**Work to do:**
Output every line of the listing below as a JSON array of strings, one string per line, omitting blank lines.

**Data for this task:**
--- begin ---

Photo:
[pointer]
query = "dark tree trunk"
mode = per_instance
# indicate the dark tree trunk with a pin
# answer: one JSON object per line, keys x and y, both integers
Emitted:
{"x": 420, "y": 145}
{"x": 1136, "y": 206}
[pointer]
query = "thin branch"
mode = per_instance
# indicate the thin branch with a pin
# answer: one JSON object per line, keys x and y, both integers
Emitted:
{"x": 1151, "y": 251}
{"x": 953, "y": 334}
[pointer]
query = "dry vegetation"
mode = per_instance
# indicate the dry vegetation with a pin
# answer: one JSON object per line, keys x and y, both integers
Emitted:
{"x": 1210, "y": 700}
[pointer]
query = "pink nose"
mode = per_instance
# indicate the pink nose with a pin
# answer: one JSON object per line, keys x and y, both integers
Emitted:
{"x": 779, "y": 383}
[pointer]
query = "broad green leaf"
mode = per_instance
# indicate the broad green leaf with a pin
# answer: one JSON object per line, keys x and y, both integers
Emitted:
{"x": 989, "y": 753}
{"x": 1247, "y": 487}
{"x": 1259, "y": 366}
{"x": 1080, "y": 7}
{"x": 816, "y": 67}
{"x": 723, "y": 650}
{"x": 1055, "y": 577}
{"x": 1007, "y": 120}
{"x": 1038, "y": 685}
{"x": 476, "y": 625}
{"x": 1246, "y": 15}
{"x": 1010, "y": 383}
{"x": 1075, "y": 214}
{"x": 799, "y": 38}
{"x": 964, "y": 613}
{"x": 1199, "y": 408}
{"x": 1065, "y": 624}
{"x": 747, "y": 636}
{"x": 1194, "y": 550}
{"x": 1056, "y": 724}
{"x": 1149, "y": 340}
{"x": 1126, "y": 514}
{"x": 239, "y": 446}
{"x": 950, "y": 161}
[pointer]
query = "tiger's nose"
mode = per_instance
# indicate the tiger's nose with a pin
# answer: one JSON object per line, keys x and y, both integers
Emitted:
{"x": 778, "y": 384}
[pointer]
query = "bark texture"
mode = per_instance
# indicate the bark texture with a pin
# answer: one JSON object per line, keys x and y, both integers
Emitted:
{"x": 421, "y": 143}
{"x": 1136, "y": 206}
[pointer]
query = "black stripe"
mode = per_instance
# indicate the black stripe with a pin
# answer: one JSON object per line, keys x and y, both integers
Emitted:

--- end ---

**In response:**
[
  "Photo:",
  "[pointer]",
  "query = \"dark tree trunk\"",
  "mode = per_instance",
  "# indicate the dark tree trunk with a pin",
  "# answer: one JSON object per line, keys x and y, both integers",
  "Emitted:",
  "{\"x\": 420, \"y\": 145}",
  "{\"x\": 1136, \"y\": 206}",
  "[pointer]",
  "query = \"thin branch\"",
  "mode = per_instance",
  "# indicate the thin branch with a pin",
  "# answer: one JSON object per line, keys x and y, both integers",
  "Emitted:",
  "{\"x\": 1151, \"y\": 251}",
  "{\"x\": 953, \"y\": 334}",
  "[pointer]",
  "query = \"dry vegetation\"",
  "mode = per_instance",
  "# indicate the dry vegetation with a pin",
  "# answer: one JSON object per line, keys x and y, both integers",
  "Emitted:",
  "{\"x\": 1210, \"y\": 700}",
  "[pointer]",
  "query = \"pink nose\"",
  "mode = per_instance",
  "# indicate the pink nose with a pin",
  "# answer: one JSON object per line, keys x and y, both integers",
  "Emitted:",
  "{\"x\": 779, \"y\": 383}",
  "[pointer]",
  "query = \"broad green leaf\"",
  "mode = per_instance",
  "# indicate the broad green leaf with a pin",
  "# answer: one JSON object per line, keys x and y, both integers",
  "Emitted:",
  "{\"x\": 989, \"y\": 753}",
  "{\"x\": 1247, \"y\": 487}",
  "{\"x\": 1259, \"y\": 366}",
  "{\"x\": 1080, \"y\": 7}",
  "{\"x\": 816, \"y\": 67}",
  "{\"x\": 723, \"y\": 650}",
  "{\"x\": 1055, \"y\": 577}",
  "{\"x\": 1007, \"y\": 120}",
  "{\"x\": 1038, \"y\": 685}",
  "{\"x\": 476, \"y\": 625}",
  "{\"x\": 1246, \"y\": 15}",
  "{\"x\": 1010, \"y\": 383}",
  "{\"x\": 1075, \"y\": 214}",
  "{\"x\": 799, \"y\": 38}",
  "{\"x\": 964, \"y\": 613}",
  "{\"x\": 1199, \"y\": 408}",
  "{\"x\": 1065, \"y\": 624}",
  "{\"x\": 747, \"y\": 636}",
  "{\"x\": 1194, \"y\": 550}",
  "{\"x\": 1056, \"y\": 724}",
  "{\"x\": 1149, \"y\": 340}",
  "{\"x\": 1126, \"y\": 514}",
  "{\"x\": 239, \"y\": 446}",
  "{\"x\": 950, \"y\": 161}",
  "[pointer]",
  "query = \"tiger's nose\"",
  "mode = per_instance",
  "# indicate the tiger's nose with a pin",
  "# answer: one JSON object per line, keys x and y, both integers",
  "Emitted:",
  "{\"x\": 778, \"y\": 384}",
  "[pointer]",
  "query = \"bark texture\"",
  "mode = per_instance",
  "# indicate the bark texture with a pin",
  "# answer: one JSON object per line, keys x and y, both integers",
  "Emitted:",
  "{\"x\": 421, \"y\": 143}",
  "{\"x\": 1136, \"y\": 206}",
  "[pointer]",
  "query = \"black stripe\"",
  "mode = per_instance",
  "# indicate the black stripe with a pin",
  "# answer: one JSON object per line, keys x and y, both integers",
  "Emitted:"
]